OBIETTIVO DEL COMPITO - Puoi riscrivere il brano su Woods e la scienza economica, tutto da "In realtà, Woods" fino a "conoscono assai imperfettamente.", cambiando "attori economici" in "operatori economici"?

TESTO DEL DOCUMENTO -
------------------------------
In realtà, Woods è molto attento nel distinguere l’insegnamento teologico e la stessa dottrina morale cattolica, da un lato, e le concrete applicazioni economiche che in vario modo si possono far derivare, dall’altro. Egli sembra ugualmente consapevole che gli attori economici operano sempre entro definiti quadri giuridici, ma questo certo non basta a negare l’esistenza di leggi economiche: le quali esistono sicuramente, anche se gli esseri umani le conoscono assai imperfettamente.

È pure curioso che i critici de La Chiesa e il mercato sembrino non avvedersi che nelle accuse rivolte a Woods e alla scienza economica essi finiscono spesso per sposare quel relativismo che l’autorità cattolica, non solo grazie agli ultimi due papi, ha ripetutamente criticato. Proprio su tale punto si ha invece una fortissima sintonia tra la filosofia cristiana per eccellenza (la Scolastica tomista) e la Scuola austriaca dell’economia, dato che entrambe queste tradizioni di pensiero muovono da un’idea forte e oggettiva della realtà, dalla convinzione che l’uomo sia dotato di ragione e che quindi gli sia possibile (sebbene in modo imperfetto) migliorare la propria comprensione del mondo e delle sue leggi. 29 Contro larga parte del nichilismo e del positivismo prevalenti, i filosofi scolastici e gli economisti prasseologi considerano la realtà un dato di fatto, che pone vincoli naturali all’agire umano e che la ragione è chiamata a riconoscere.
------------------------------
MATERIALE FORNITO -
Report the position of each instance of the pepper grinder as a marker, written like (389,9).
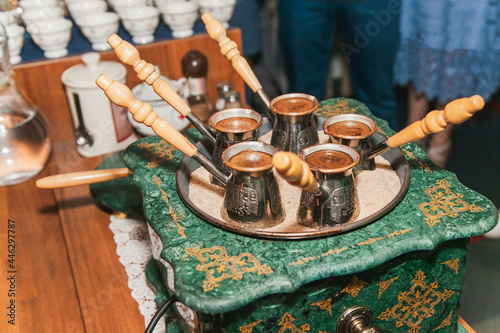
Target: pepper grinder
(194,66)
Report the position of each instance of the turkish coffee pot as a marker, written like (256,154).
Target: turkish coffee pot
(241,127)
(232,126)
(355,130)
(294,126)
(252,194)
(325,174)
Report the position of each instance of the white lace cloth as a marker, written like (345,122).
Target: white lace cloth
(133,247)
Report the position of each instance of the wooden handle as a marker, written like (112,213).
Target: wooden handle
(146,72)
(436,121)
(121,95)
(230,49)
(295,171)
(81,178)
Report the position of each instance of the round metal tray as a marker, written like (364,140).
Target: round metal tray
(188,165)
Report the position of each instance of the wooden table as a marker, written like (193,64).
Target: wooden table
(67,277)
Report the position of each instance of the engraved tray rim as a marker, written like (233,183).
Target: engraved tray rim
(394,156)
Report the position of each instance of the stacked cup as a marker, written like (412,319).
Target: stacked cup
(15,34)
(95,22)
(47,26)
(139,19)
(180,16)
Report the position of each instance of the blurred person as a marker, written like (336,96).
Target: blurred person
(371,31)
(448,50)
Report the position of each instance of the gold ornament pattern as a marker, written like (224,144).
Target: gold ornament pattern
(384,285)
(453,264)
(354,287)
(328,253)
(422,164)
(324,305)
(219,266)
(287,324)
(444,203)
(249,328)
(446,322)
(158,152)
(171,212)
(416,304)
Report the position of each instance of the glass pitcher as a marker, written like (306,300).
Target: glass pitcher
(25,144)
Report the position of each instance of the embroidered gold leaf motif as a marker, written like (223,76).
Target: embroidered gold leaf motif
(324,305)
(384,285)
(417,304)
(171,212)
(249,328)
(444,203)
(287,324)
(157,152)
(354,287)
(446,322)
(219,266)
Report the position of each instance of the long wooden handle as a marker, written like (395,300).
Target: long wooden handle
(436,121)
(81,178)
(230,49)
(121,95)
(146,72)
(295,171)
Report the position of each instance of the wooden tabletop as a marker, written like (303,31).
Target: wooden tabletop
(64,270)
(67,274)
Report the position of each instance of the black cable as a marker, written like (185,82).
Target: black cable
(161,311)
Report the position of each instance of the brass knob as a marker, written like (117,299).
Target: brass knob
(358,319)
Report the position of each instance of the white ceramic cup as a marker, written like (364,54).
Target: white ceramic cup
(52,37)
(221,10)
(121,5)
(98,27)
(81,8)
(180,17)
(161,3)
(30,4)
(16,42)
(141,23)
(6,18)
------------------------------
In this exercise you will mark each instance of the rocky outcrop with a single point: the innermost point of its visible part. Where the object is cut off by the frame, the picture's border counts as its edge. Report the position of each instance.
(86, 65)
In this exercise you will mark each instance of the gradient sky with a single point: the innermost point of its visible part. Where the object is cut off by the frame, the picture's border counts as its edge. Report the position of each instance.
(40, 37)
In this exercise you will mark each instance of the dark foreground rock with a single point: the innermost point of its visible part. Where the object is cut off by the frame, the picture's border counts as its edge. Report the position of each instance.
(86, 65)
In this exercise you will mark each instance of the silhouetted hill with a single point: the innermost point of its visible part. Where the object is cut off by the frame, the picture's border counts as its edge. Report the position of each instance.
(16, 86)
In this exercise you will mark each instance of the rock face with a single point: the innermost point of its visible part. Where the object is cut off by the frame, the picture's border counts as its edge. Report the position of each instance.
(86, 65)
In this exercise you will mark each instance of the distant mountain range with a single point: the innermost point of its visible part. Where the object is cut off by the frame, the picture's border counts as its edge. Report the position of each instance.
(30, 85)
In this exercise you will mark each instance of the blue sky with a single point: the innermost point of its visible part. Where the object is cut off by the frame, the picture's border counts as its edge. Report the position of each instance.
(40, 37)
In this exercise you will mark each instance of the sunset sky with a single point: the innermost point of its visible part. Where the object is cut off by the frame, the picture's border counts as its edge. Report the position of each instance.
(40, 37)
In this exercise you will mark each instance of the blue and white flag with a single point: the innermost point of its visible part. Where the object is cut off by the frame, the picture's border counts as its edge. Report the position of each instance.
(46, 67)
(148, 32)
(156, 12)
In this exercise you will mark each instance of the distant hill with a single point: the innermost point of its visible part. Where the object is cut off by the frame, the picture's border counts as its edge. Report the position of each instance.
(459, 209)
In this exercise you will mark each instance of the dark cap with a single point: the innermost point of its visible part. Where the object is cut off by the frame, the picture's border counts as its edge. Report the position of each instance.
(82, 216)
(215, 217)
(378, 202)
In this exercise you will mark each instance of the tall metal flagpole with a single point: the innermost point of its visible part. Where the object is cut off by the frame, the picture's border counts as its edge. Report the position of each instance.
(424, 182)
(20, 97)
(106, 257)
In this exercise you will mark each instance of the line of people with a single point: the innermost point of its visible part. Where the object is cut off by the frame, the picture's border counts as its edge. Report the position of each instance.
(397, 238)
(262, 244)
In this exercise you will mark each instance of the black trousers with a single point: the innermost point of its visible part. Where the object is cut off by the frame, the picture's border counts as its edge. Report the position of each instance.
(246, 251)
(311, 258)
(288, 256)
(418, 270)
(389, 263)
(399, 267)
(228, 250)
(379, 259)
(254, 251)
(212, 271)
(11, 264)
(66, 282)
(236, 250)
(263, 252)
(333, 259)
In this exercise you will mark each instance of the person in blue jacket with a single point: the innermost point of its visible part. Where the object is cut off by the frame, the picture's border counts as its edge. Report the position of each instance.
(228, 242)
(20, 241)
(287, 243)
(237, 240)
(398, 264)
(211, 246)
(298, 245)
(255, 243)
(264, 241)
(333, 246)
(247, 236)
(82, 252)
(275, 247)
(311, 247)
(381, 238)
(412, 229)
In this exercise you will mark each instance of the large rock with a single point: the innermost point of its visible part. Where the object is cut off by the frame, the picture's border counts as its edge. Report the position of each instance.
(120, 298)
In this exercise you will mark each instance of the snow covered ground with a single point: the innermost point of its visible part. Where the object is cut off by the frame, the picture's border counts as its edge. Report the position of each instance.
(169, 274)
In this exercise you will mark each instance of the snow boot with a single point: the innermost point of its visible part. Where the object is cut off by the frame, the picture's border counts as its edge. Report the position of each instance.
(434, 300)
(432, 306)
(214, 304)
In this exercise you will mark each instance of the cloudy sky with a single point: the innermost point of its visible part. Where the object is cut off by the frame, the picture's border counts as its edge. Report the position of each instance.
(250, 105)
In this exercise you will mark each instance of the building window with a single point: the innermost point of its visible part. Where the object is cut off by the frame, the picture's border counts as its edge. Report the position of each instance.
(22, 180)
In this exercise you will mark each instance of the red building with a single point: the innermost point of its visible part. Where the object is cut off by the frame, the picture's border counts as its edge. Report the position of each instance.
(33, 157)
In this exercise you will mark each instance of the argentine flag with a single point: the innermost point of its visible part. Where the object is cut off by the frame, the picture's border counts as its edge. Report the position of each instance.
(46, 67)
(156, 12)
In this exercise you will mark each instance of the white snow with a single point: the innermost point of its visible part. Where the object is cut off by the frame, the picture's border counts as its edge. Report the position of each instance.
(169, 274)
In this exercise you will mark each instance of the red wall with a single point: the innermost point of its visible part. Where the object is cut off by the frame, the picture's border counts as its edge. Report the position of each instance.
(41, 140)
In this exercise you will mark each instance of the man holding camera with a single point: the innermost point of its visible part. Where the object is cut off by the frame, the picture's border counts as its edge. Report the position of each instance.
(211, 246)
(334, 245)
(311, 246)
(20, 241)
------------------------------
SOLUZIONE DELL'ESERCIZIO -
In realtà, Woods è molto attento nel distinguere l’insegnamento teologico e la stessa dottrina morale cattolica, da un lato, e le concrete applicazioni economiche che in vario modo si possono far derivare, dall’altro. Egli sembra ugualmente consapevole che gli operatori economici operano sempre entro definiti quadri giuridici, ma questo certo non basta a negare l’esistenza di leggi economiche: le quali esistono sicuramente, anche se gli esseri umani le conoscono assai imperfettamente.